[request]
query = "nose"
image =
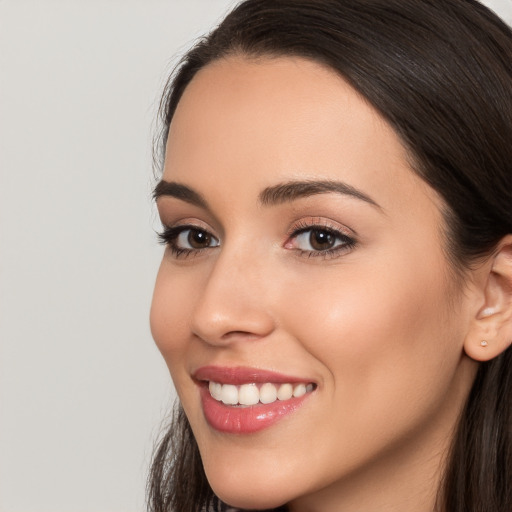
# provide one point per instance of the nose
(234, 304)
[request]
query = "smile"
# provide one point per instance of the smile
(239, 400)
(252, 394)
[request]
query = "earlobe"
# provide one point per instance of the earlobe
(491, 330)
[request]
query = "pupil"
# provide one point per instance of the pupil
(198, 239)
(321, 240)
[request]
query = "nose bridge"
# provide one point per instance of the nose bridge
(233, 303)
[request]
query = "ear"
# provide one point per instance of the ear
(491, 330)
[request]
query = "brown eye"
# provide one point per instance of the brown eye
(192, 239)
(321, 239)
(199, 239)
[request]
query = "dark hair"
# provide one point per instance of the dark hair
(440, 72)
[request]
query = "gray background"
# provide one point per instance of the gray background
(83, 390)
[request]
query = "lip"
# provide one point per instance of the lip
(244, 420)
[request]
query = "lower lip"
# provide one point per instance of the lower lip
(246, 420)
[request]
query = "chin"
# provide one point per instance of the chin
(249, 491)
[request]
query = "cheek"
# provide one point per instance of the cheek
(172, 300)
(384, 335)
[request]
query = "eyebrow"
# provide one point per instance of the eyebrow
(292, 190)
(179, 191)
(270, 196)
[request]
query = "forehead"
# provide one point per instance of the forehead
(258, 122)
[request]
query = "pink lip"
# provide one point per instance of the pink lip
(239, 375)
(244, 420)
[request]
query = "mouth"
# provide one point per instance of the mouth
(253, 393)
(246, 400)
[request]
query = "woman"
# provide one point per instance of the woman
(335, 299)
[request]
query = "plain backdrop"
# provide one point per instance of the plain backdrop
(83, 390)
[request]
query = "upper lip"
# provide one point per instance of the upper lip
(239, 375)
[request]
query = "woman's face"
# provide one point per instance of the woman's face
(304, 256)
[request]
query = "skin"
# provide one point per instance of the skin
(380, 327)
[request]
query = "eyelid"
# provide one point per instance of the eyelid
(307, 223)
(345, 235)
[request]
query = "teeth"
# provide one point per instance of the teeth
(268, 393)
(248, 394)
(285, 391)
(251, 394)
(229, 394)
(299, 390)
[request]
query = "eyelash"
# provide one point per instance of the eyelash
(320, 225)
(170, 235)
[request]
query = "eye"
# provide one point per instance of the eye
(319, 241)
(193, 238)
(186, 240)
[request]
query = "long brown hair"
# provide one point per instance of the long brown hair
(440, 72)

---

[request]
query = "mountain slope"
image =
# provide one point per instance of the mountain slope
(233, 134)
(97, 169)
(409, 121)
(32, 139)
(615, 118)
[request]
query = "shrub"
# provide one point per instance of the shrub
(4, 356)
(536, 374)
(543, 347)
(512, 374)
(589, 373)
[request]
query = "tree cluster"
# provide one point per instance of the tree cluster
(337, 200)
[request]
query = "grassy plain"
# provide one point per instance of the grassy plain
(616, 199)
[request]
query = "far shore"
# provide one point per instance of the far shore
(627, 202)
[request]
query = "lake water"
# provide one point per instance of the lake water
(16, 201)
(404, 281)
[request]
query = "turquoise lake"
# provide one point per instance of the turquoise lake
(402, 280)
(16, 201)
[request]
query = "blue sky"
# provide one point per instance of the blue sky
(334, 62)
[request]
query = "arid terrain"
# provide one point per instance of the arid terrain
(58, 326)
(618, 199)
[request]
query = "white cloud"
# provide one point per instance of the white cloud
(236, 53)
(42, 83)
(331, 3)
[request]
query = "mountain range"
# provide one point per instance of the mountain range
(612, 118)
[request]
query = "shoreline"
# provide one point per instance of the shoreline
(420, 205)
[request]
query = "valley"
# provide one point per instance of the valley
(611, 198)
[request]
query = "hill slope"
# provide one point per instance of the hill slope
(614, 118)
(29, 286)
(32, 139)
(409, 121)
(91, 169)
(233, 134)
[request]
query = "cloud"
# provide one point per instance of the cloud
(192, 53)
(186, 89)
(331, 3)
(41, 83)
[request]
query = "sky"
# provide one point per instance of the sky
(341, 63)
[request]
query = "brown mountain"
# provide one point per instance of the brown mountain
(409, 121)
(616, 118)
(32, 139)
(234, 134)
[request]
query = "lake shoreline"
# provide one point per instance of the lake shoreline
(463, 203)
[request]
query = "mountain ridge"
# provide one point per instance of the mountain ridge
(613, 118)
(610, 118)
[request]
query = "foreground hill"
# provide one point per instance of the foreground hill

...

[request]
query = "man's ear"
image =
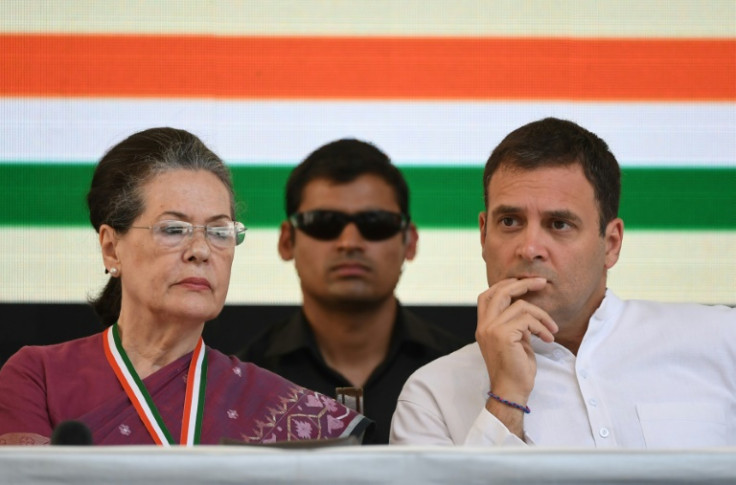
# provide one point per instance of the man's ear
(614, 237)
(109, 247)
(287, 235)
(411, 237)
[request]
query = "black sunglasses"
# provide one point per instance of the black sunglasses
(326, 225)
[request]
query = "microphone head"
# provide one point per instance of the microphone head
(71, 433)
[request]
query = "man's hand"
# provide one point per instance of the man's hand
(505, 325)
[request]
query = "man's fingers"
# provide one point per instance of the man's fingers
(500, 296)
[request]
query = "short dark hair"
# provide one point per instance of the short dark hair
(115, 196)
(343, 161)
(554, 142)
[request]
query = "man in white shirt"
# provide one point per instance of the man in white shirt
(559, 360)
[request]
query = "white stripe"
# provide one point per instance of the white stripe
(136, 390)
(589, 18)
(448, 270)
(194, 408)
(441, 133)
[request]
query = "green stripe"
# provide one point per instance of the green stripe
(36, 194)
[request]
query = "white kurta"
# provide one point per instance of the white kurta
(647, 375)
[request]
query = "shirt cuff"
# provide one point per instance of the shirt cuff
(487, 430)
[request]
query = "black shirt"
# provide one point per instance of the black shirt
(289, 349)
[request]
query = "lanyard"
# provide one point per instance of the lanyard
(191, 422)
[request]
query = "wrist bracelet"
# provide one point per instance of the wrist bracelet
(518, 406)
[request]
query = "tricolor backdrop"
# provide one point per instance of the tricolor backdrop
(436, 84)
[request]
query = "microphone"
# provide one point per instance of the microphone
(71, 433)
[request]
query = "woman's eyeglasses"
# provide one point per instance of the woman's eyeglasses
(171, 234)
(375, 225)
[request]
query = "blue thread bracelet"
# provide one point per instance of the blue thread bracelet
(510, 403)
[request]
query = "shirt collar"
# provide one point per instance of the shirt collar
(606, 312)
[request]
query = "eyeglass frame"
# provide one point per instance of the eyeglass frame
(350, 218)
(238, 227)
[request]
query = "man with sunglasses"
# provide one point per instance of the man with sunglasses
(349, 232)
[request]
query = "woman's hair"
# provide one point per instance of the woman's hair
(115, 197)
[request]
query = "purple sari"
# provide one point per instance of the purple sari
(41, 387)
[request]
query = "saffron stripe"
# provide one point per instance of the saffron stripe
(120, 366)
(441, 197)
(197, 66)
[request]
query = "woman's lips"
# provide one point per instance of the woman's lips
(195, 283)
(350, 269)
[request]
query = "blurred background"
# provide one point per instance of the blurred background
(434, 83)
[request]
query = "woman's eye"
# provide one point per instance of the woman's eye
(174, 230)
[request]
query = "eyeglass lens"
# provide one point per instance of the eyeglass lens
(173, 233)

Problem statement
Note how many lines of the entries contain the string "foreground", then give that number by itself.

Finished task
2